• **抜粋本文**:
_____
そして、ボイラシステム1が正常運転時と判定されている状況にあっては、ボイラ2が100%の負荷で運転されている場合や、100%より小さい部分負荷で運転されている場合にかかわらず、冷空気量調整手段4の開度を所定の中間開度αに固定することによって、ボイラ効率を向上させることが可能となる。すなわち、迂回ラインLbを流れる搬送用空気G1(以下、冷空気Gbという。)は、空気予熱器3によって予熱されないために温度が低い状態(例えば常温)のままにある。そして、この低温の冷空気Gbは、迂回ラインLbが空気予熱器3の下流において搬送用空気供給ラインL1に合流することにより、空気予熱器3による予熱によって温度が上昇された搬送用空気G1(以下、熱空気Gh)を冷却する効果を有しており、また搬送用空気G1はミル装置5に投入される燃料Fの量により決定される。このため、冷空気量調整手段4の開度が大きいと、その分だけ冷空気Gbの流量が増えるので、熱空気Ghが減少することとなり、空気予熱器3における熱交換量が減少し、排ガスから十分に熱回収することができず、そのため空気予熱器3の出口ガス温度を低減させることが難しく、熱損失の増加となる。
この点、従来のように、上述した検出温度Tが一定となるのを目標に冷空気量調整手段4(冷空気ダンパ)や熱空気量制御手段83(熱空気ダンパ)、ガスダンパ(不図示)などを制御する手法では、検出温度Tが目標よりも大きくなれば、冷空気Gbの流量がそれまでよりも増加され、その分熱空気量は減少され、上述したように空気予熱器3による熱交換量が減少する。あるいは、ガスダンパによって排ガスGeの流量が減少されるので、空気予熱器3における排ガスGeのエネルギーの回収量が低減される。
ところが、本発明においては、正常運転時と判定されている限り、検出温度Tが増加あるいは減少しても、温度調整のために冷空気量調整手段4や熱空気量制御手段83、ガスダンパ(不図示)の開度を制御することはなく、冷空気量調整手段4の開度は所定の中間開度αで固定される。これによって、正常運転時と判定されている限り、冷空気Gbの流量は増加も減少もされないので、熱空気Ghの流量も増減されることはなく、空気予熱器3による熱交換量が減少することはない。つまり、熱損失の増加を抑えることができる。しかも、本発明では、正常運転時においては、冷空気量調整手段4の開度調整のみならず、上述した検出温度Tが所定の温度範囲Rにあるようにするための、ガスダンパの制御を必要としないなど、ボイラシステム1の運転や、ボイラシステム1の構成を簡素化することができる。また、冷空気量調整手段4が固定される所定の中間開度αを絞り側に設定するほど、冷空気Gbの流量は低減し、その分熱空気Ghの流量が増加して排ガスからの熱回収量が増えるため、正常運転時におけるボイラ効率の向上を図ることができる。
_____
[ポインティングデータセット抜粋]

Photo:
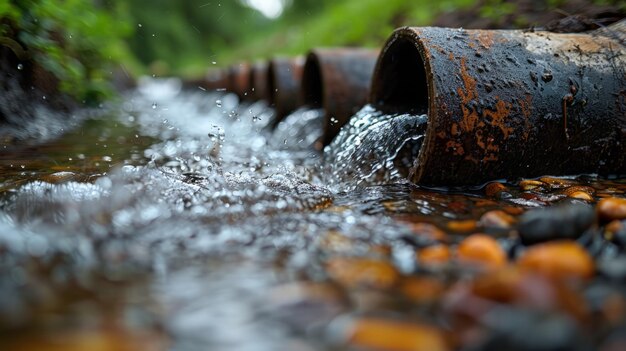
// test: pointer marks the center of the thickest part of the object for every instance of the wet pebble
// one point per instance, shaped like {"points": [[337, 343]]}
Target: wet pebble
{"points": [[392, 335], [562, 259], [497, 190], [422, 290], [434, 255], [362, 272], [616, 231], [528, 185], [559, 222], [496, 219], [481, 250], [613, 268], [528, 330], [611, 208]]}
_____
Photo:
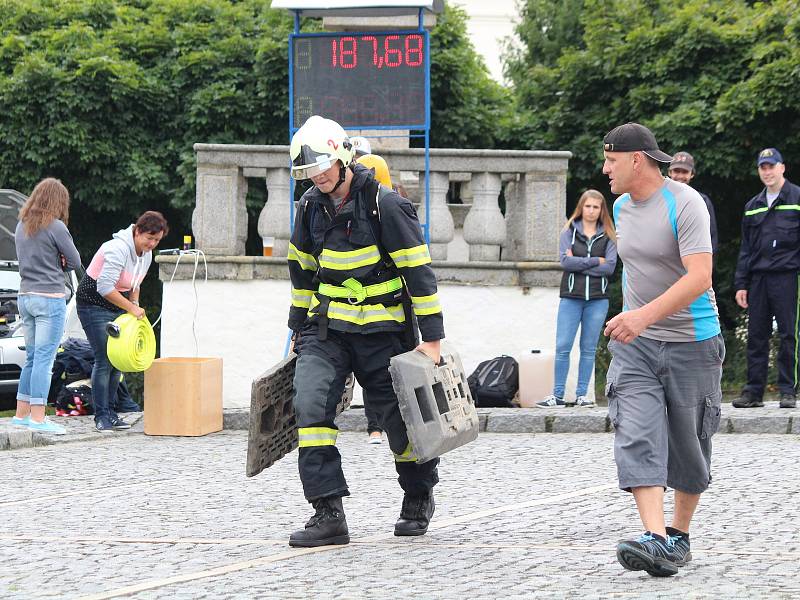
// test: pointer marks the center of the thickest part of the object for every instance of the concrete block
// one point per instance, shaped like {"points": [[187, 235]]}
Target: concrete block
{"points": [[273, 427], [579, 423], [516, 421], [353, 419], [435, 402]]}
_____
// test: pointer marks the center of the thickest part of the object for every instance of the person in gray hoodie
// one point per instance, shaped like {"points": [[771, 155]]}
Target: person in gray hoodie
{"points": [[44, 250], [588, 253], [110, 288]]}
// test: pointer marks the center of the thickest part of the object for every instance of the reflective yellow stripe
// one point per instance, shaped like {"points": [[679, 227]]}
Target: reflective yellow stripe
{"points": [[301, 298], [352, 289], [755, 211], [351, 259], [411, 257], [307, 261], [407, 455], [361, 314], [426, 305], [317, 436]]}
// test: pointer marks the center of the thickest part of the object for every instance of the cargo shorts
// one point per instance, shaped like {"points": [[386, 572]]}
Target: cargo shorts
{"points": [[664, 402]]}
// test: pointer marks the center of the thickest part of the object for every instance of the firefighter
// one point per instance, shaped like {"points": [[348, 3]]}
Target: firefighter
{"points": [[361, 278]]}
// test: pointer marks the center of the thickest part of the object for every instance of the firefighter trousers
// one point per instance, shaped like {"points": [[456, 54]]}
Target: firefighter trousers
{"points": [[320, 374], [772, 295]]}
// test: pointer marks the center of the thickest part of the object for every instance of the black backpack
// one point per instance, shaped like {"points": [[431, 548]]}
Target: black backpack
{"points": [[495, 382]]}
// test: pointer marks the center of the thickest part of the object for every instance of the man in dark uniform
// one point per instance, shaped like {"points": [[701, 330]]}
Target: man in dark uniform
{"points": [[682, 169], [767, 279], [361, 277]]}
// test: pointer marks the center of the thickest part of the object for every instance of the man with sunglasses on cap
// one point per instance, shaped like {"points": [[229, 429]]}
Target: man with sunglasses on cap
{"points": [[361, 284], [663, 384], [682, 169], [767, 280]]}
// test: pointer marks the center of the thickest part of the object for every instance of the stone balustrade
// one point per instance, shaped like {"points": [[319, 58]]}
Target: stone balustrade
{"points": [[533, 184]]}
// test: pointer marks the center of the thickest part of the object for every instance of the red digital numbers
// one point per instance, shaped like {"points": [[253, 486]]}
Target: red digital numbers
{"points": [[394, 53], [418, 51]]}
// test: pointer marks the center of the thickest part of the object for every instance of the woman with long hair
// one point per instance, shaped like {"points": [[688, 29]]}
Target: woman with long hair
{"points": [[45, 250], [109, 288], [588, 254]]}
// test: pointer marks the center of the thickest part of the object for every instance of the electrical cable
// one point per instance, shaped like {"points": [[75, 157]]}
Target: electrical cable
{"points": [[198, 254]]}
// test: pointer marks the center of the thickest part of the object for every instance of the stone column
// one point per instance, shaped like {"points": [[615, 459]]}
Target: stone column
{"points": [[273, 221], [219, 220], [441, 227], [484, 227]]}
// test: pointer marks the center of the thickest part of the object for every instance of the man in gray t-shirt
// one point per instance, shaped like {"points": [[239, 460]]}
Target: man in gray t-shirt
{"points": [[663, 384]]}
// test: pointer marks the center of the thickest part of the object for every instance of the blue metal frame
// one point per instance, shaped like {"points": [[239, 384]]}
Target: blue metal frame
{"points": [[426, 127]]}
_____
• **記述課題**:
[1] ボイラシステムの本文から、「この点、従来のように、上述し」から「率の向上を図ることができる。」までを一字も変えずに書き出すこと。
[2] レコードのうち、「metal」という語を含む行をすべて選び出すこと。
本文とレコードは互いに関係のない別々の素材である。

• **課題別解答**:
[1]
この点、従来のように、上述した検出温度Tが一定となるのを目標に冷空気量調整手段4(冷空気ダンパ)や熱空気量制御手段83(熱空気ダンパ)、ガスダンパ(不図示)などを制御する手法では、検出温度Tが目標よりも大きくなれば、冷空気Gbの流量がそれまでよりも増加され、その分熱空気量は減少され、上述したように空気予熱器3による熱交換量が減少する。あるいは、ガスダンパによって排ガスGeの流量が減少されるので、空気予熱器3における排ガスGeのエネルギーの回収量が低減される。
ところが、本発明においては、正常運転時と判定されている限り、検出温度Tが増加あるいは減少しても、温度調整のために冷空気量調整手段4や熱空気量制御手段83、ガスダンパ(不図示)の開度を制御することはなく、冷空気量調整手段4の開度は所定の中間開度αで固定される。これによって、正常運転時と判定されている限り、冷空気Gbの流量は増加も減少もされないので、熱空気Ghの流量も増減されることはなく、空気予熱器3による熱交換量が減少することはない。つまり、熱損失の増加を抑えることができる。しかも、本発明では、正常運転時においては、冷空気量調整手段4の開度調整のみならず、上述した検出温度Tが所定の温度範囲Rにあるようにするための、ガスダンパの制御を必要としないなど、ボイラシステム1の運転や、ボイラシステム1の構成を簡素化することができる。また、冷空気量調整手段4が固定される所定の中間開度αを絞り側に設定するほど、冷空気Gbの流量は低減し、その分熱空気Ghの流量が増加して排ガスからの熱回収量が増えるため、正常運転時におけるボイラ効率の向上を図ることができる。

[2]
// test: pointer marks the center of the thickest part of the object for every instance of the blue metal frame
Target: blue metal frame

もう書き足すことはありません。